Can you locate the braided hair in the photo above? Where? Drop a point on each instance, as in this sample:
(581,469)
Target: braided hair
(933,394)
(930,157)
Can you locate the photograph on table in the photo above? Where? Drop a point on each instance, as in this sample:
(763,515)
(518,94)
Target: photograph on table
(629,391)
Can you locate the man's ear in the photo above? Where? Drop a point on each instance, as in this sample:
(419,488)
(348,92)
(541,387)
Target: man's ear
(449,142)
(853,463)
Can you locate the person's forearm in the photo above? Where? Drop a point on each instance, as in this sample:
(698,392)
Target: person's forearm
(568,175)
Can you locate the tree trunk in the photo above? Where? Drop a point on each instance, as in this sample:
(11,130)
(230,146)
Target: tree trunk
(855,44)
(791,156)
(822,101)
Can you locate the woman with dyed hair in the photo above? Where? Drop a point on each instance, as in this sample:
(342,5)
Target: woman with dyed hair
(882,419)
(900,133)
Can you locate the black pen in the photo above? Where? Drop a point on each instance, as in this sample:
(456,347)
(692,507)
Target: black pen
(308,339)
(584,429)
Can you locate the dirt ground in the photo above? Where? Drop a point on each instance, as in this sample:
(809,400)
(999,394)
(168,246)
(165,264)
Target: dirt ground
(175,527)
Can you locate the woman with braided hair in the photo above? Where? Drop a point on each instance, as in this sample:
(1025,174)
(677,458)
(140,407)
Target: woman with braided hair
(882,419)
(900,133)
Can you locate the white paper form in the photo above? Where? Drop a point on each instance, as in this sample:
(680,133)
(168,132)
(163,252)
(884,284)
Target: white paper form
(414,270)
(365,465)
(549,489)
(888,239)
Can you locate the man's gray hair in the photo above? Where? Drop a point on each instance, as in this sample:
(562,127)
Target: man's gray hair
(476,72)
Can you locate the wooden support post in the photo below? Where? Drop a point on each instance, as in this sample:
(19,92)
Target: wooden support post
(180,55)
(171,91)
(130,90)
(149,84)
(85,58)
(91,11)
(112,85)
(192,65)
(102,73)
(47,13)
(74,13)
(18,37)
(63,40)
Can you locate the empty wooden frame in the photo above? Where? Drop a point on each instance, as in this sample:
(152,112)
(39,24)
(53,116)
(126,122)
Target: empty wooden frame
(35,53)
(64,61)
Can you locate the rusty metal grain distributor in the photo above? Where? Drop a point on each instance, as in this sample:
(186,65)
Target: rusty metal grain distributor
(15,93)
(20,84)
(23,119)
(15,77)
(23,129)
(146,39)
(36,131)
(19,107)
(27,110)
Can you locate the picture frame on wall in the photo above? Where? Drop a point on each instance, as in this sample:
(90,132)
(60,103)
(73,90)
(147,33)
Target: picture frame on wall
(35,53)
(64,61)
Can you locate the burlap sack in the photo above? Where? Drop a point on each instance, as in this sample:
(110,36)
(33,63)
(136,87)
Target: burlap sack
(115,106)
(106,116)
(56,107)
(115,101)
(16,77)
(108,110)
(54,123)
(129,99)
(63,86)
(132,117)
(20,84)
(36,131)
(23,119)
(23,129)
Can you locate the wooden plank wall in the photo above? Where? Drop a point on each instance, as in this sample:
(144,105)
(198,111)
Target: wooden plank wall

================

◆ **GIVEN EXERCISE**:
Extract the full listing above without altering anything.

◆ **OUTPUT FOR THIS TASK**:
Can you locate the braided hair in the photo above? Where? Drop a point on each instance, as in this sample:
(581,469)
Target: braided hair
(933,394)
(930,157)
Can you locate the photograph on table in the photo above? Where? Drop a point on each instance, as in this sample:
(763,515)
(518,94)
Target: photograph on table
(629,391)
Can you locate the man's ear in the photo above? Where? Drop a point on each instance, as in this sample:
(419,488)
(348,92)
(541,387)
Target: man's ear
(449,142)
(853,463)
Can you locate the person's forearm in the photo above? Where? Drop a point on each instance, as in this sample:
(698,392)
Target: person's forearm
(568,175)
Can you locate the tree trunk in the photo above? Where? Drop a point on each instance, as in this sample:
(11,130)
(230,146)
Target: tree trunk
(855,44)
(791,156)
(822,101)
Can you locate the woman with dyed hair in the photo above? Where? Drop a point on each instance, as in this sample:
(342,5)
Target: woman with dyed hair
(882,419)
(900,133)
Can you locate the black pen in the photo above? Where? Drop a point on each instance, as in this sample:
(456,347)
(692,507)
Target: black pen
(308,339)
(584,429)
Can you locate the dirt ground in the photo above? Where? Drop a point on each instance, as in this sample:
(809,400)
(999,394)
(168,246)
(165,264)
Target: dirt ground
(175,527)
Can you locate the woman with braided hair in the photo above? Where? Drop a point on each instance, as in this sample:
(1025,174)
(677,458)
(140,407)
Target: woman with braided hair
(882,419)
(900,133)
Can you locate the white paper form in the photo above? Where? Drop a point on each instance, as in this sample:
(680,133)
(168,132)
(163,252)
(884,284)
Target: white paper form
(414,270)
(365,465)
(549,489)
(888,239)
Can you locate the man's gray hair in the photo above? Where? Drop a point on each instance, as in this sample:
(562,127)
Target: man's gray hair
(476,72)
Can you locate the wooden support post in the photo below? Where? Drop a point on each instance, as in this sample:
(19,92)
Target: wooden support post
(180,55)
(171,91)
(130,90)
(149,84)
(85,58)
(91,11)
(112,85)
(192,65)
(102,73)
(47,13)
(74,13)
(18,37)
(63,40)
Can you locate the empty wooden frame in the photo above? Where? Drop a point on each instance, as in this sample:
(152,112)
(39,24)
(53,116)
(126,122)
Target: empty wooden frame
(35,53)
(64,61)
Can you locate the rusty metal grain distributor in the photo above? Where? Drop a point on each instance, as in this sample:
(186,65)
Target: rusty metal grain distributor
(15,93)
(20,84)
(23,119)
(15,77)
(23,129)
(146,39)
(36,131)
(19,107)
(27,110)
Can you locate the picture frame on wall in the photo above? Where? Drop a point on each instance, as in this sample:
(90,132)
(60,103)
(73,90)
(147,33)
Target: picture frame on wall
(35,53)
(64,61)
Can you locate the burlap sack in the photo above? Where? Drop a point on each instance, as in this sample:
(110,36)
(33,63)
(136,87)
Target: burlap sack
(115,106)
(106,116)
(56,107)
(115,101)
(16,77)
(108,110)
(54,123)
(129,99)
(63,86)
(132,117)
(20,84)
(36,131)
(23,119)
(23,129)
Can you locate the wooden plank wall in the photo above? Where? Drop a point on each instance, as in this sample:
(144,105)
(198,111)
Target: wooden plank wall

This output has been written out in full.